** Start Document section **

# Breeding Discus in 20gal.



## Cichlid Dude! (Mar 15, 2011)

Okay, I am not planning on getting discus in the near futer, but if I fail to successfully breed rams, discus would be one of my next choices. Is it possible to have a breeding pair in a 24L x 12W x 13 20gal. and sell the fry? I would get three silver-dollar sized discus in the 20 and when they I see two of them showing signs of pairing I'll sell the third at my fish club auction. Again, I am NOT getting discus any time soon. I would rather start with angelfish anyway. I just want to know if discus is an option. I would really appreciate replies. Thanks!


----------



## Betta man (Mar 25, 2011)

Good luck! I don't think discuss would like a 20...


----------



## emc7 (Jul 23, 2005)

You can spawn a 'mated pair' in a 20 gallon. But it isn't enough space to raise the fry to salable size. you'd likely need at least 1 more 55, more if the pair is prolific.


----------



## snyderguy (Feb 9, 2010)

A 20 is actually the perfect size for breeding. Though if they're only half dollar size, they're not going to breed. Too young. Breeding discus is a tough challenge. I've had multiple egg layings but only one have hatched. If you're going to hatch the eggs, they need to be in soft acidic water, about 6.5 pH.


----------



## neeraj (Jun 13, 2011)

how to identify male and female??


----------



## neeraj (Jun 13, 2011)

chichlids are tough to sex i know but still any easy way


----------



## snyderguy (Feb 9, 2010)

It's pretty much impossible for discus. Most males' dorsal fins come to a point at the end while female's are rounded. That's really the only way though except for when they're breeding. Males have a pointed papilla and females have a more stout one.


----------



## neeraj (Jun 13, 2011)

snyderguy can you confirm if this is accurate??


----------



## snyderguy (Feb 9, 2010)

Sorry, if what is accurate? The sexing thing I mentioned? Yes, that's the only ways.


----------



## TheOldSalt (Jan 28, 2005)

Well, that or an x-ray machine.
Discus are one of THE hardest fish to sex on the planet.


----------



## neeraj (Jun 13, 2011)

** End Document section **

Stated goal 1
In the discus breeding thread, what water does snyderguy say the eggs need in order to hatch?
The entries that follow are unrelated to the discus breeding thread.

** Start Input **

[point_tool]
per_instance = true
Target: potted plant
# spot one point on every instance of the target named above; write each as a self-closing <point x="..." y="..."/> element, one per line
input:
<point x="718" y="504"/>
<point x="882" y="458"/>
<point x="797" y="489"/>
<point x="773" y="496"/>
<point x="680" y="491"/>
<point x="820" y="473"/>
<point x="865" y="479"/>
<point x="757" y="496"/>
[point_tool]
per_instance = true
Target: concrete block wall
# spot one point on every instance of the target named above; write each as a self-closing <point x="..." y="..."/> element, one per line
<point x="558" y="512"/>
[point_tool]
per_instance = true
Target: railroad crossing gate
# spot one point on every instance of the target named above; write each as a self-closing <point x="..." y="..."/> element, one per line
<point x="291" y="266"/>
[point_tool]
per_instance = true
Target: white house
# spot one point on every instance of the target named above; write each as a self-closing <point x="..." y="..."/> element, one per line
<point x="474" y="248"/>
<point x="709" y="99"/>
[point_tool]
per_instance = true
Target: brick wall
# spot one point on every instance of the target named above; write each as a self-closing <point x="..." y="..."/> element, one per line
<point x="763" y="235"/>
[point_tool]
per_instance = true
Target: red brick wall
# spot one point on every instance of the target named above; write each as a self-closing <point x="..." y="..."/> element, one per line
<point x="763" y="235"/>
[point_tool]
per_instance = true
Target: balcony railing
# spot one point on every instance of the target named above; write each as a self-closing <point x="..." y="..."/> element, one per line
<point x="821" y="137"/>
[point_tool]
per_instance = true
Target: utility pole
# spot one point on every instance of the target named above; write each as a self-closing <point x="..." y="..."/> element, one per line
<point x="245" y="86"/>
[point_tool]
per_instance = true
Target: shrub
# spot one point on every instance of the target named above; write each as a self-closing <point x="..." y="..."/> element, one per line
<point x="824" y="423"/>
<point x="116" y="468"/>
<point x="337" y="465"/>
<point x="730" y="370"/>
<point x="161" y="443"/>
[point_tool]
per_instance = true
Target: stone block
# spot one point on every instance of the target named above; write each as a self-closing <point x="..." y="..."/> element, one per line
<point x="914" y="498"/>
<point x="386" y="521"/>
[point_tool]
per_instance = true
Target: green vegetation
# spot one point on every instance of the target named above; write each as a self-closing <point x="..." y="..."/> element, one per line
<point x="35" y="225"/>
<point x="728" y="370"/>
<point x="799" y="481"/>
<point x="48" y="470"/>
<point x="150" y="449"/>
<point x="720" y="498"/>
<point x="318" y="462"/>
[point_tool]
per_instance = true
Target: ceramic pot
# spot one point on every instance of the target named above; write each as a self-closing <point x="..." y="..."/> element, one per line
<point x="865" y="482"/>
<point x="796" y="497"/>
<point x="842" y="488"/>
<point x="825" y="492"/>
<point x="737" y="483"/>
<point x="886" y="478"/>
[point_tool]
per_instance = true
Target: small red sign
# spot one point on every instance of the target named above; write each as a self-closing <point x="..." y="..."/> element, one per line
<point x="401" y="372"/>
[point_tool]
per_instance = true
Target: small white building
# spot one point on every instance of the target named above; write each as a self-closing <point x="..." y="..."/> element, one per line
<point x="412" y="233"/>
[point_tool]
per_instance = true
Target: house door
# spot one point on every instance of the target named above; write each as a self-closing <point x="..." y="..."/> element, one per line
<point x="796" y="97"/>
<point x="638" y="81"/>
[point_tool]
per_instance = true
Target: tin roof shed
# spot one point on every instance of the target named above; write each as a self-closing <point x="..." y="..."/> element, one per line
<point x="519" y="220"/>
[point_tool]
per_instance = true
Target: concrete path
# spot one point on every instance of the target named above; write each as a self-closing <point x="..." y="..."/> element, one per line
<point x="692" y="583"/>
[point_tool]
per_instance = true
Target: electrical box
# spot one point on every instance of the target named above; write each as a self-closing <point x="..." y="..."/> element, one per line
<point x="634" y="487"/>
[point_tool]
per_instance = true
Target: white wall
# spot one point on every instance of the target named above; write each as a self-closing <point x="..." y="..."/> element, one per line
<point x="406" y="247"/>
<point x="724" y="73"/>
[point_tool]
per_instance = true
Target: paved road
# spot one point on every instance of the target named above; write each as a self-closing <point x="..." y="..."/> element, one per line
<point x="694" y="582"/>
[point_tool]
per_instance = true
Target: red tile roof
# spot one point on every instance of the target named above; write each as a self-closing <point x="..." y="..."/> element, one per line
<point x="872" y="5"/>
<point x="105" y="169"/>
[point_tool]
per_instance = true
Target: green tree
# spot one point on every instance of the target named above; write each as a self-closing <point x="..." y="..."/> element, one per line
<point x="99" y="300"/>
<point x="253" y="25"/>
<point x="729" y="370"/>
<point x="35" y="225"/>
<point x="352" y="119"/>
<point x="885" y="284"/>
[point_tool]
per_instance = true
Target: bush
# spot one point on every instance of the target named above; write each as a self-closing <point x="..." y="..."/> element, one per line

** End Input **

Stated goal 2
Give the number of lines in the entries that contain the word "house", and reply with the number alone.

Correct response 1
Soft acidic water, about 6.5 pH.

Correct response 2
2